Point annotation records:
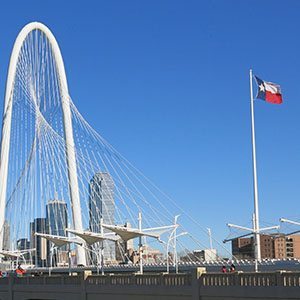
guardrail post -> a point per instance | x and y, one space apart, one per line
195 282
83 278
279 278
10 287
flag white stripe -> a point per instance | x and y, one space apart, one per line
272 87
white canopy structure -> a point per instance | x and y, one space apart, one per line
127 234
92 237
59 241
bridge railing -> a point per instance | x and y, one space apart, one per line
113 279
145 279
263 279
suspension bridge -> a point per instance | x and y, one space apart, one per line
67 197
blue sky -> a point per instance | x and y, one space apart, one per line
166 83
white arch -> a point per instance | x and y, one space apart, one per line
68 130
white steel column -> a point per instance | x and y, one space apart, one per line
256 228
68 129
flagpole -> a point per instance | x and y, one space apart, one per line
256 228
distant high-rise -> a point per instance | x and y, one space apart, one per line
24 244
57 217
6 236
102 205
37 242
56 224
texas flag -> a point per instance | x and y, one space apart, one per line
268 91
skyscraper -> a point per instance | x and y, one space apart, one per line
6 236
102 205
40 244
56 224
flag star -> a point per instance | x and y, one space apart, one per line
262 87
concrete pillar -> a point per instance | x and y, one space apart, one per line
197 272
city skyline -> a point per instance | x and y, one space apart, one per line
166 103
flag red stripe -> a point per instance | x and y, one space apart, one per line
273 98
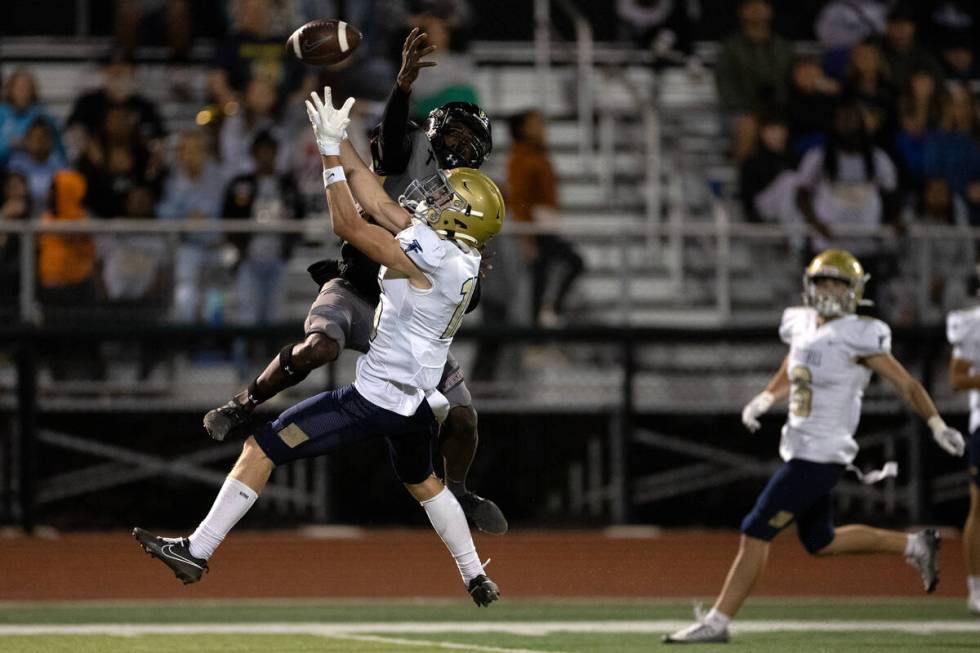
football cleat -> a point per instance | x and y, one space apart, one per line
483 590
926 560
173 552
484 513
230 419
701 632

...

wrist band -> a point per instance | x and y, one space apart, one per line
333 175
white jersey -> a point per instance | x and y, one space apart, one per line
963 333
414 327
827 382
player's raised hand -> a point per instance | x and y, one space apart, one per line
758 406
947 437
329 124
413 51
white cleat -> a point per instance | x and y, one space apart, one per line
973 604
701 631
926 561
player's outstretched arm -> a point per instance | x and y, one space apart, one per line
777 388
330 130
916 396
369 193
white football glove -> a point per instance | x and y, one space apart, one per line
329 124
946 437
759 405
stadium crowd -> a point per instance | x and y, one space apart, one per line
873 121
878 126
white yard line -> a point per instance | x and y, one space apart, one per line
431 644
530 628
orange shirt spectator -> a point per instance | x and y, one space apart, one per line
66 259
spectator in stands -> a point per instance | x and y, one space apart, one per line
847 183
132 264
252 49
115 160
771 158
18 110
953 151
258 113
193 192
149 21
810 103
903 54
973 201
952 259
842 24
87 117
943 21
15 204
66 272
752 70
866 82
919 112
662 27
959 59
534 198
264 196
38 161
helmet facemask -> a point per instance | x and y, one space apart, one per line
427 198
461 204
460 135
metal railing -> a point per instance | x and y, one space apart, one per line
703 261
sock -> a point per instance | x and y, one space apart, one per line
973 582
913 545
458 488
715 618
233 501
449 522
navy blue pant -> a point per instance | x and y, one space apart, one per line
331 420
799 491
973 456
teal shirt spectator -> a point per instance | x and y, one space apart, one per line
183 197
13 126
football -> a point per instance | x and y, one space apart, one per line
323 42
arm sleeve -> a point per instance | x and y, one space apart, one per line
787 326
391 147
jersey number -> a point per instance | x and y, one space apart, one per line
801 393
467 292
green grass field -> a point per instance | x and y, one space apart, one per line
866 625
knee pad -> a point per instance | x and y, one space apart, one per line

GOAL OF THE EXERCISE:
Return the lines of the data above exactly, beginning at the line that contains "green grass field" and stopping after the line that contains "knee pad ->".

FINAL RESULT:
green grass field -> a point per instance | x and y, one space apart, one per line
866 625
knee pad -> a point per instance | x and y, one space apart, one per line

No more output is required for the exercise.